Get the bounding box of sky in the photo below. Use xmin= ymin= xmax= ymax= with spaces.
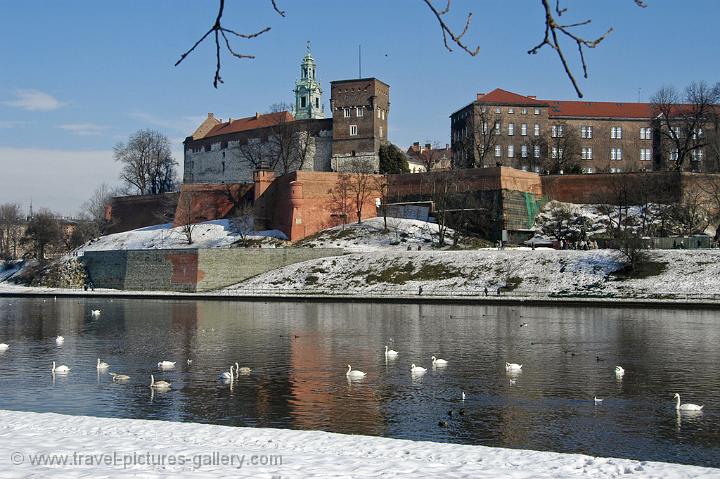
xmin=0 ymin=0 xmax=720 ymax=215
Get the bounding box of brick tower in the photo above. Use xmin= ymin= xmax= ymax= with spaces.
xmin=330 ymin=78 xmax=390 ymax=171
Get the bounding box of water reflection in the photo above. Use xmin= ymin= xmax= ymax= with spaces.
xmin=0 ymin=299 xmax=720 ymax=466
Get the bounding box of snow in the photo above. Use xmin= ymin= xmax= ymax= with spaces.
xmin=0 ymin=411 xmax=720 ymax=479
xmin=77 ymin=220 xmax=287 ymax=254
xmin=298 ymin=217 xmax=455 ymax=251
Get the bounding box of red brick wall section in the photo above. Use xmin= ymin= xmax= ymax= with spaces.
xmin=173 ymin=183 xmax=254 ymax=227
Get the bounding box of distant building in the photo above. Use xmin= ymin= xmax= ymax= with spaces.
xmin=183 ymin=44 xmax=390 ymax=183
xmin=405 ymin=141 xmax=452 ymax=173
xmin=450 ymin=88 xmax=716 ymax=174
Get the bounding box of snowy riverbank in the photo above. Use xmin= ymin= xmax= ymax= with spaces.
xmin=0 ymin=411 xmax=720 ymax=479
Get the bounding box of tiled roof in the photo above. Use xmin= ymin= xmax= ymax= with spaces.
xmin=204 ymin=111 xmax=295 ymax=138
xmin=545 ymin=100 xmax=653 ymax=119
xmin=477 ymin=88 xmax=544 ymax=105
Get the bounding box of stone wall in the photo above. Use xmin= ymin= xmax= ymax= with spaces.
xmin=82 ymin=248 xmax=343 ymax=292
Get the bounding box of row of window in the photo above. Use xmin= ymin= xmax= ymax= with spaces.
xmin=343 ymin=106 xmax=385 ymax=120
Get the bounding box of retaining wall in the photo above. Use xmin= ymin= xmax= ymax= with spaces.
xmin=83 ymin=248 xmax=344 ymax=292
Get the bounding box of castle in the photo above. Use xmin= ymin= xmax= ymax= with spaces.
xmin=183 ymin=43 xmax=390 ymax=184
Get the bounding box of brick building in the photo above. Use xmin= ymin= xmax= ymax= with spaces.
xmin=450 ymin=89 xmax=716 ymax=174
xmin=183 ymin=45 xmax=390 ymax=183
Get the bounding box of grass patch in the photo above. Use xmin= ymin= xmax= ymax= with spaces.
xmin=365 ymin=261 xmax=460 ymax=284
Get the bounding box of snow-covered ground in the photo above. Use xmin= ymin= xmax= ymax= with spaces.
xmin=0 ymin=411 xmax=720 ymax=479
xmin=298 ymin=217 xmax=462 ymax=251
xmin=77 ymin=220 xmax=287 ymax=254
xmin=224 ymin=248 xmax=720 ymax=299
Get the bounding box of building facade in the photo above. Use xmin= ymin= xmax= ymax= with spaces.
xmin=450 ymin=89 xmax=716 ymax=174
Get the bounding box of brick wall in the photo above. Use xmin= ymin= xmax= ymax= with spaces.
xmin=82 ymin=248 xmax=343 ymax=292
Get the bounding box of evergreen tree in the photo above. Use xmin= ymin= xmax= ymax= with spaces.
xmin=378 ymin=143 xmax=410 ymax=175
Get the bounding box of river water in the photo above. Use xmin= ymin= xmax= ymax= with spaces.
xmin=0 ymin=297 xmax=720 ymax=467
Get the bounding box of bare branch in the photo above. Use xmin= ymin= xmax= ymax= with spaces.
xmin=423 ymin=0 xmax=480 ymax=57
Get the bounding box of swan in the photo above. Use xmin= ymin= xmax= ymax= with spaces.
xmin=345 ymin=364 xmax=367 ymax=379
xmin=431 ymin=356 xmax=447 ymax=366
xmin=52 ymin=361 xmax=70 ymax=374
xmin=505 ymin=362 xmax=522 ymax=372
xmin=673 ymin=393 xmax=705 ymax=411
xmin=220 ymin=365 xmax=235 ymax=381
xmin=150 ymin=374 xmax=170 ymax=389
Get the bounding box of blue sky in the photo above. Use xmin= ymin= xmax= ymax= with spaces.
xmin=0 ymin=0 xmax=720 ymax=214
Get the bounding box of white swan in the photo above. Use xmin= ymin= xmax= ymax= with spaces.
xmin=410 ymin=363 xmax=427 ymax=374
xmin=220 ymin=365 xmax=235 ymax=381
xmin=345 ymin=364 xmax=367 ymax=379
xmin=431 ymin=356 xmax=447 ymax=366
xmin=150 ymin=374 xmax=170 ymax=389
xmin=505 ymin=362 xmax=522 ymax=372
xmin=673 ymin=393 xmax=705 ymax=411
xmin=52 ymin=361 xmax=70 ymax=374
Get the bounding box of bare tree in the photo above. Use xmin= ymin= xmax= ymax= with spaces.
xmin=544 ymin=122 xmax=580 ymax=175
xmin=175 ymin=0 xmax=646 ymax=97
xmin=650 ymin=82 xmax=720 ymax=171
xmin=347 ymin=158 xmax=376 ymax=224
xmin=24 ymin=209 xmax=63 ymax=261
xmin=0 ymin=203 xmax=23 ymax=258
xmin=113 ymin=130 xmax=177 ymax=195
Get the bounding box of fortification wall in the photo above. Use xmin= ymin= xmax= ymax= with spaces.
xmin=83 ymin=248 xmax=344 ymax=292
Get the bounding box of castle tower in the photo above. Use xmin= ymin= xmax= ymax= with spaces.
xmin=293 ymin=42 xmax=325 ymax=120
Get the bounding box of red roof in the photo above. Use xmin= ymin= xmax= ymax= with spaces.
xmin=545 ymin=100 xmax=653 ymax=119
xmin=477 ymin=88 xmax=545 ymax=105
xmin=203 ymin=111 xmax=295 ymax=138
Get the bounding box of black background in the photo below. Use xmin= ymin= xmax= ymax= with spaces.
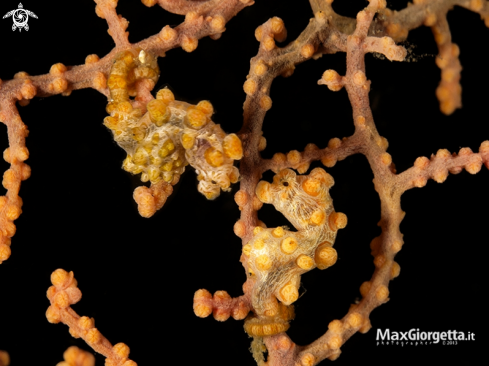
xmin=0 ymin=0 xmax=489 ymax=366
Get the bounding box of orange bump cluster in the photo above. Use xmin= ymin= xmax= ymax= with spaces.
xmin=104 ymin=49 xmax=243 ymax=206
xmin=243 ymin=168 xmax=347 ymax=335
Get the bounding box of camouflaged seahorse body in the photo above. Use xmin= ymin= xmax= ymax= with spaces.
xmin=243 ymin=168 xmax=346 ymax=335
xmin=104 ymin=49 xmax=243 ymax=199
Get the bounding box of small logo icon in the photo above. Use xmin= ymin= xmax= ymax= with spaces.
xmin=3 ymin=3 xmax=37 ymax=32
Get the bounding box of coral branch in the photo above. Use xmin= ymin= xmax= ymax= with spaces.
xmin=46 ymin=269 xmax=137 ymax=366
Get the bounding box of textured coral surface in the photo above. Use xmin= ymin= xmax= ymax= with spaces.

● ● ● ● ● ● ●

Problem | Rewrite all of the items above as a numbered list without blank lines, and leave the pictures out.

The output |
1. Get the bounding box of sky in the photo below. Use xmin= ymin= xmax= ymax= with spaces.
2. xmin=0 ymin=0 xmax=720 ymax=215
3. Get the bounding box of brick tower in the photo above. Use xmin= ymin= xmax= ymax= with spaces.
4. xmin=330 ymin=78 xmax=390 ymax=171
5. Get the bounding box of water reflection in the photo above. Use xmin= ymin= xmax= ymax= with spaces.
6. xmin=0 ymin=299 xmax=720 ymax=466
7. Get the bounding box of snow in the photo above. Use xmin= ymin= xmax= ymax= with spaces.
8. xmin=0 ymin=411 xmax=720 ymax=479
9. xmin=77 ymin=220 xmax=287 ymax=254
10. xmin=298 ymin=217 xmax=455 ymax=251
11. Get the bounding box of red brick wall section in the photo above. Use xmin= ymin= xmax= ymax= with spaces.
12. xmin=173 ymin=183 xmax=254 ymax=227
13. Get the bounding box of distant building in the photo above. Use xmin= ymin= xmax= ymax= with spaces.
14. xmin=183 ymin=44 xmax=390 ymax=183
15. xmin=405 ymin=141 xmax=452 ymax=173
16. xmin=450 ymin=88 xmax=716 ymax=174
17. Get the bounding box of snowy riverbank in the photo above. Use xmin= ymin= xmax= ymax= with spaces.
18. xmin=0 ymin=411 xmax=720 ymax=479
19. Get the bounding box of tiled roof in the photo above. Use xmin= ymin= xmax= ymax= with spaces.
20. xmin=204 ymin=111 xmax=295 ymax=138
21. xmin=545 ymin=100 xmax=653 ymax=119
22. xmin=477 ymin=88 xmax=544 ymax=105
23. Get the bounding box of stone wall in the photo above. Use xmin= ymin= xmax= ymax= with spaces.
24. xmin=82 ymin=248 xmax=343 ymax=292
25. Get the bounding box of row of window in the photo above. Use xmin= ymin= xmax= ymax= with spaces.
26. xmin=343 ymin=106 xmax=385 ymax=120
27. Get the bounding box of retaining wall in the photo above. Use xmin= ymin= xmax= ymax= with spaces.
28. xmin=83 ymin=248 xmax=344 ymax=292
29. Get the bounding box of castle in the photo above. Use xmin= ymin= xmax= ymax= with spaces.
30. xmin=183 ymin=43 xmax=390 ymax=184
31. Get the bounding box of brick building in the photo above. Use xmin= ymin= xmax= ymax= with spaces.
32. xmin=450 ymin=89 xmax=716 ymax=174
33. xmin=183 ymin=45 xmax=390 ymax=183
34. Get the bounding box of grass patch in the photo above. Use xmin= ymin= xmax= ymax= with spaces.
35. xmin=365 ymin=261 xmax=460 ymax=284
36. Get the bounding box of snow-covered ground in the photo above. Use xmin= ymin= xmax= ymax= with spaces.
37. xmin=0 ymin=411 xmax=720 ymax=479
38. xmin=298 ymin=217 xmax=462 ymax=251
39. xmin=77 ymin=220 xmax=287 ymax=254
40. xmin=224 ymin=248 xmax=720 ymax=299
41. Get the bounding box of building facade in the photo above. Use xmin= ymin= xmax= ymax= with spaces.
42. xmin=450 ymin=89 xmax=716 ymax=174
43. Get the bounding box of brick wall in the photo above. Use xmin= ymin= xmax= ymax= with spaces.
44. xmin=82 ymin=248 xmax=343 ymax=292
45. Get the bounding box of evergreen tree in the photo above. Use xmin= ymin= xmax= ymax= with spaces.
46. xmin=378 ymin=143 xmax=410 ymax=175
47. Get the bounding box of river water in the photo above. Use xmin= ymin= xmax= ymax= with spaces.
48. xmin=0 ymin=297 xmax=720 ymax=467
49. Get the bounding box of bare branch in the photo above. Use xmin= ymin= xmax= ymax= with spaces.
50. xmin=423 ymin=0 xmax=480 ymax=57
51. Get the bounding box of swan in the photo above. Use xmin= ymin= xmax= ymax= with spaces.
52. xmin=345 ymin=364 xmax=367 ymax=379
53. xmin=431 ymin=356 xmax=447 ymax=366
54. xmin=52 ymin=361 xmax=70 ymax=374
55. xmin=505 ymin=362 xmax=522 ymax=372
56. xmin=673 ymin=393 xmax=705 ymax=411
57. xmin=220 ymin=365 xmax=235 ymax=381
58. xmin=150 ymin=374 xmax=170 ymax=389
59. Get the bounding box of blue sky in the photo above. Use xmin= ymin= xmax= ymax= with spaces.
60. xmin=0 ymin=0 xmax=720 ymax=214
61. Get the bounding box of white swan in the photo above. Use xmin= ymin= xmax= ymax= with spaces.
62. xmin=410 ymin=363 xmax=427 ymax=374
63. xmin=220 ymin=365 xmax=235 ymax=381
64. xmin=345 ymin=364 xmax=367 ymax=379
65. xmin=431 ymin=356 xmax=447 ymax=366
66. xmin=150 ymin=374 xmax=170 ymax=389
67. xmin=505 ymin=362 xmax=522 ymax=372
68. xmin=673 ymin=393 xmax=705 ymax=411
69. xmin=52 ymin=361 xmax=70 ymax=374
70. Get the bounding box of bare tree in the photo above. Use xmin= ymin= xmax= ymax= with spaces.
71. xmin=544 ymin=122 xmax=580 ymax=175
72. xmin=175 ymin=0 xmax=646 ymax=97
73. xmin=650 ymin=82 xmax=720 ymax=171
74. xmin=347 ymin=158 xmax=376 ymax=224
75. xmin=24 ymin=209 xmax=63 ymax=261
76. xmin=0 ymin=203 xmax=23 ymax=258
77. xmin=113 ymin=130 xmax=177 ymax=195
78. Get the bounding box of fortification wall in the photo above. Use xmin= ymin= xmax= ymax= with spaces.
79. xmin=83 ymin=248 xmax=344 ymax=292
80. Get the bounding box of castle tower in the photo above. Use xmin= ymin= xmax= ymax= with spaces.
81. xmin=293 ymin=42 xmax=325 ymax=120
82. Get the bounding box of red roof in the photo above. Use xmin= ymin= xmax= ymax= with spaces.
83. xmin=545 ymin=100 xmax=653 ymax=119
84. xmin=477 ymin=88 xmax=545 ymax=105
85. xmin=203 ymin=111 xmax=295 ymax=138
86. Get the bounding box of black background in the photo below. Use xmin= ymin= xmax= ymax= with spaces.
87. xmin=0 ymin=0 xmax=489 ymax=366
88. Get the bounding box of orange bump cluster in the photo above. Use xmin= ymin= xmax= ymax= with spaces.
89. xmin=104 ymin=49 xmax=243 ymax=206
90. xmin=243 ymin=168 xmax=347 ymax=335
91. Get the bounding box of camouflaged seahorse body in the photo above. Use xmin= ymin= xmax= ymax= with spaces.
92. xmin=243 ymin=168 xmax=346 ymax=335
93. xmin=104 ymin=49 xmax=243 ymax=199
94. Get the bounding box of small logo icon in the photo above. Use xmin= ymin= xmax= ymax= with spaces.
95. xmin=3 ymin=3 xmax=37 ymax=32
96. Get the bounding box of coral branch in the photo above. Use xmin= ymin= xmax= ymax= with spaces.
97. xmin=46 ymin=269 xmax=137 ymax=366
98. Get the bounding box of textured coral surface in the photo above. Use xmin= ymin= xmax= ymax= with spaces.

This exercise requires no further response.